Ejercicios:
1. ¿Concuerdan con el texto sobre la matanza de Iguala estas afirmaciones? Responde sí o no a cada una y cita las palabras exactas del texto que lo deciden: (a) la matanza de Iguala ya ha sido plenamente explicada; (b) todavía se desconoce el móvil de los asesinos; (c) hay responsabilidades atribuibles a autoridades de todos los niveles.
2. Según el texto sobre la matanza de Iguala, ¿en qué lugar prevalece el orden desigual e injusto?

Texto del documento:
● ● ● ●

Para la sociedad
mexicana, que ha pagado con muchos sacrificios y sangre cada paso hacia la
democracia, no habrá futuro mínimamente creíble si este caso se deja impune, si
los arreglos politicos en las cúpulas suplantan al legítimo sentimiento de
justicia que emerge entre la ciudadanía.
La matanza de Iguala es
un acto de barbarie que dista de haberse explicado. Podemos calificarlo por sus
terribles consecuencias; inferir las causas más profundas que lo originan en el
orden desigual e injusto que prevalece en Guerrero y señalar las notorias
responsabilidades atribuibles a autoridades de todos los niveles, presas de la
corrupción o amparadas por la impunidad como garantía de su dominio. Pero aún
ignoramos lo más elemental: el móvil de los asesinos, el hilo que nos permitirá
saber no sólo qué pasó sino por qué pasó. Precisamos conocer cómo la decisión
(política) de reprimir a los estudiantes disparando contra ellos balas reales
se convierte en el infierno letal de las desapariciones, ese ritual innombrable
de muerte y odio que pretende negar a las víctimas incluso el derecho a serlo.

● ● ● ●

Líneas sobre localización de objetos nombrados:
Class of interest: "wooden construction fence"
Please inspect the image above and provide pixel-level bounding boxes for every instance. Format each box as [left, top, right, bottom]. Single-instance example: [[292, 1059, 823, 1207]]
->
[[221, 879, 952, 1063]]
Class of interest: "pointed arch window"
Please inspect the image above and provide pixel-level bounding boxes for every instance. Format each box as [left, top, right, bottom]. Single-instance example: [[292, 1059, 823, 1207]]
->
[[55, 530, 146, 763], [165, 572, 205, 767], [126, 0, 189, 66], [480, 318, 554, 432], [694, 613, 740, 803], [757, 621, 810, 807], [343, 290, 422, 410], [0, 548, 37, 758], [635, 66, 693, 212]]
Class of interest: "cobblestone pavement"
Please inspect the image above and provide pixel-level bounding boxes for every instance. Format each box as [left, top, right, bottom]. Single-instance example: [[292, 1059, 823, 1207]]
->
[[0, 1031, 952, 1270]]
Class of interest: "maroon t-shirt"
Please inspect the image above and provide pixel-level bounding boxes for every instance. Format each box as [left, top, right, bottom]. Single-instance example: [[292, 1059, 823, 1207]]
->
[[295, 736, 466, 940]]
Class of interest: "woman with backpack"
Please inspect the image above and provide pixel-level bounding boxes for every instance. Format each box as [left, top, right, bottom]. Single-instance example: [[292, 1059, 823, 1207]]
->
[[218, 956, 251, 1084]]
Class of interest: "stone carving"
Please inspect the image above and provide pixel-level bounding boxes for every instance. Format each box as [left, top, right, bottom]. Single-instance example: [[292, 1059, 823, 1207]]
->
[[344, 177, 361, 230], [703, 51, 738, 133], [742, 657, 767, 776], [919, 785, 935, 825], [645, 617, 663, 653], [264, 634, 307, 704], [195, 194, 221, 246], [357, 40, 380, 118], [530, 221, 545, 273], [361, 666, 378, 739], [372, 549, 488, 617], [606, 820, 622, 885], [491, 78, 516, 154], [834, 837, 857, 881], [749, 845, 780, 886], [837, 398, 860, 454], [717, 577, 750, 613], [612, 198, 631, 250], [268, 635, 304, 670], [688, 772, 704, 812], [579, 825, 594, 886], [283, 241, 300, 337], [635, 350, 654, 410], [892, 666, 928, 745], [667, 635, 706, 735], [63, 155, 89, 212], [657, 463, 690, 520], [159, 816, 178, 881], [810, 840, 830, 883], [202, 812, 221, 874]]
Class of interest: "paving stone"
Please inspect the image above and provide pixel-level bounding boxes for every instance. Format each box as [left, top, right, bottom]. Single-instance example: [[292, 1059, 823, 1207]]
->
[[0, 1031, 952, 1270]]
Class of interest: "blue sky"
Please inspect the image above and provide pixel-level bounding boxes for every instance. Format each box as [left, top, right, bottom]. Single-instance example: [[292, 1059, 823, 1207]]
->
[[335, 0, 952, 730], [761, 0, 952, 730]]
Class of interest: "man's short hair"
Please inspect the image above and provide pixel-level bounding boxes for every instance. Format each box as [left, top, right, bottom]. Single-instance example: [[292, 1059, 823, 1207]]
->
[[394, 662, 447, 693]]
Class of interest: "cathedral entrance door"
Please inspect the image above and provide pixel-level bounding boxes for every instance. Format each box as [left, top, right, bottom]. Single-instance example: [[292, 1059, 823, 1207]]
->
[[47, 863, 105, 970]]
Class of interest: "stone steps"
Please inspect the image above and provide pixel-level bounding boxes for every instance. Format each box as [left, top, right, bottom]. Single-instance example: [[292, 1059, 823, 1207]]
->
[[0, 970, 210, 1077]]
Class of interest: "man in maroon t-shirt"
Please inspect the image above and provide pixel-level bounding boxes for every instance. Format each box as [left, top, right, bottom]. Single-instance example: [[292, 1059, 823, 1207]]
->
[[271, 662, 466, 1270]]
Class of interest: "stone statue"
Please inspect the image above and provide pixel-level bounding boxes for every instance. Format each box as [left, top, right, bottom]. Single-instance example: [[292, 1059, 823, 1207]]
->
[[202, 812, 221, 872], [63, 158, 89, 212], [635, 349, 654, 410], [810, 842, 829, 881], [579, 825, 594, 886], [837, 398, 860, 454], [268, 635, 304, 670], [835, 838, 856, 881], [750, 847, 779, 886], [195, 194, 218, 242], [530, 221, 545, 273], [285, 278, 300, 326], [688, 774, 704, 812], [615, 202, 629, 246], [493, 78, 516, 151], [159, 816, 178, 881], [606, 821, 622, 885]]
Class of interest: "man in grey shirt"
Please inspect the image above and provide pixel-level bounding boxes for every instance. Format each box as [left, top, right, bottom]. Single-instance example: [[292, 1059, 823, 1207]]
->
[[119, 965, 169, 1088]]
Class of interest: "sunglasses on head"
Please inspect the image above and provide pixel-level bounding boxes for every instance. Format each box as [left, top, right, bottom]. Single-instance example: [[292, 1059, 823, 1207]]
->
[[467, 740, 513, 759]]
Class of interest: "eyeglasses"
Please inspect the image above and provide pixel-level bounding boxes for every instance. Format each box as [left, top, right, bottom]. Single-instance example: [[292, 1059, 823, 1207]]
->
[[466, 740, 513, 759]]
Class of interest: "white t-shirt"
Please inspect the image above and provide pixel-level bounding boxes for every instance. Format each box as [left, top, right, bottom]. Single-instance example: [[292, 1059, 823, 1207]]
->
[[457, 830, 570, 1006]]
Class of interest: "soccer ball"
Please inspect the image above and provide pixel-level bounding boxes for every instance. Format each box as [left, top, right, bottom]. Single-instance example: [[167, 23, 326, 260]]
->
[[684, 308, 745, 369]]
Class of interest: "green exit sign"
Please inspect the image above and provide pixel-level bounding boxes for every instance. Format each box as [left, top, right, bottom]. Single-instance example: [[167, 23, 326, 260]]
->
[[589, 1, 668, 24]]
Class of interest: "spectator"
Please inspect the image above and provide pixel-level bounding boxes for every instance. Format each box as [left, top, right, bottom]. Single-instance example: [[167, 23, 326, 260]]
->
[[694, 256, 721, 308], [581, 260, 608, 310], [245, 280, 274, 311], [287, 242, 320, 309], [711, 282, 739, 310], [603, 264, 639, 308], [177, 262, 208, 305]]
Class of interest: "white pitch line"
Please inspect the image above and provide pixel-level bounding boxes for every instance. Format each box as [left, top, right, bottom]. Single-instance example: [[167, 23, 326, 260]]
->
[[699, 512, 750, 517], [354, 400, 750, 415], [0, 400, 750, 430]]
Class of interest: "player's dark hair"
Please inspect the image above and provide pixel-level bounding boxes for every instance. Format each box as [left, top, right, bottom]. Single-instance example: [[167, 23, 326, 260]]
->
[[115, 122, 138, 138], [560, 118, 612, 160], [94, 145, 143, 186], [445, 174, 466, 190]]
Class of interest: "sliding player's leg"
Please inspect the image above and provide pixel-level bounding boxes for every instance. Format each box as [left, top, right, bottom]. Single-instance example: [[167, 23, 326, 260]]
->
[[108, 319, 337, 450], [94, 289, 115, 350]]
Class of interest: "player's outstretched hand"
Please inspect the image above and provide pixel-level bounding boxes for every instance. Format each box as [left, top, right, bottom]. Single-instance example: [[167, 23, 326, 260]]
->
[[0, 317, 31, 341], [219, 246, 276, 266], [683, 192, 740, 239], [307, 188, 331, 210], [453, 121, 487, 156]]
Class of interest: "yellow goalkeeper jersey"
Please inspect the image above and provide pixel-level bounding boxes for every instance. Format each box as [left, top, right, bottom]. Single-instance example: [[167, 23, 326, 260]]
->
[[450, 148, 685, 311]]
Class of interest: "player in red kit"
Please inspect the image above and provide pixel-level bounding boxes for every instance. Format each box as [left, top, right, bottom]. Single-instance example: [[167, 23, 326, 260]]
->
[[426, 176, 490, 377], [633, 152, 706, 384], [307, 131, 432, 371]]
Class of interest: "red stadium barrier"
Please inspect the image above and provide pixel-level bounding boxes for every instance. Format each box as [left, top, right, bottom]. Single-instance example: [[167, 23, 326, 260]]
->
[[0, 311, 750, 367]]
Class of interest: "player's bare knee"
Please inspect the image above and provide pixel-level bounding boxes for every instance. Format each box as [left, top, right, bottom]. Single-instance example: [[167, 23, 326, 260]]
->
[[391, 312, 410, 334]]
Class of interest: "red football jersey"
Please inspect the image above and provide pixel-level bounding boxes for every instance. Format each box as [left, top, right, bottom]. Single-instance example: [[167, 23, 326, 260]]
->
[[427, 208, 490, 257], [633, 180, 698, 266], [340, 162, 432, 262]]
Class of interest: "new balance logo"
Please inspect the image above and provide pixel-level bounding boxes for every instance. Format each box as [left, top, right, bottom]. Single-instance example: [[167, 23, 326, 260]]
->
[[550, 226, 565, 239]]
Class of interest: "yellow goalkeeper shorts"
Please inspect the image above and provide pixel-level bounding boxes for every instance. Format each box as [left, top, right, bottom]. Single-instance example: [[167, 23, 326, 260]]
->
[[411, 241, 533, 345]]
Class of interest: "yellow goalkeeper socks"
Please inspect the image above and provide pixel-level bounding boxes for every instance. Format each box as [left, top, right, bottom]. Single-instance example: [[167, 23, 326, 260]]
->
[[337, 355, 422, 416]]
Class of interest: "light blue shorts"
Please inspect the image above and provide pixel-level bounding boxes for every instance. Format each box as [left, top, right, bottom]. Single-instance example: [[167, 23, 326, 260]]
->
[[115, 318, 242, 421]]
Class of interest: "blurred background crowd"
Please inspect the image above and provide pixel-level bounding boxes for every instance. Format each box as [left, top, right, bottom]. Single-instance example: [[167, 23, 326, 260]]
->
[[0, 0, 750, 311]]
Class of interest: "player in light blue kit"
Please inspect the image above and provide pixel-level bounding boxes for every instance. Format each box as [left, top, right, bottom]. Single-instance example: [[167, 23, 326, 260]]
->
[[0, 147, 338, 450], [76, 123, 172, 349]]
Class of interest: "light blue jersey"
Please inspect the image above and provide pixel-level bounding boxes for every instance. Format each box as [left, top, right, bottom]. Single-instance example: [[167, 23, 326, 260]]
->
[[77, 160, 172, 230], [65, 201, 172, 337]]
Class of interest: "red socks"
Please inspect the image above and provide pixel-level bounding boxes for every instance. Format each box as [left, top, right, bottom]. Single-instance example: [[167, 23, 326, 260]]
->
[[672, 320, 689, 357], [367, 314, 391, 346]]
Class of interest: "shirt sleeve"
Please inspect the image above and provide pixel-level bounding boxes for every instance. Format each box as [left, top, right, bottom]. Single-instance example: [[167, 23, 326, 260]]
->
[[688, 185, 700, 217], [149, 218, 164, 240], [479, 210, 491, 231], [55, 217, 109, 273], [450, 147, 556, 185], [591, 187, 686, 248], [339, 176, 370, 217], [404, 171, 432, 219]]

● ● ● ●

Respuestas completas:
1.
(a) No: "dista de haberse explicado".
(b) Sí: "aún ignoramos lo más elemental: el móvil de los asesinos".
(c) Sí: "las notorias responsabilidades atribuibles a autoridades de todos los niveles".

2. En Guerrero.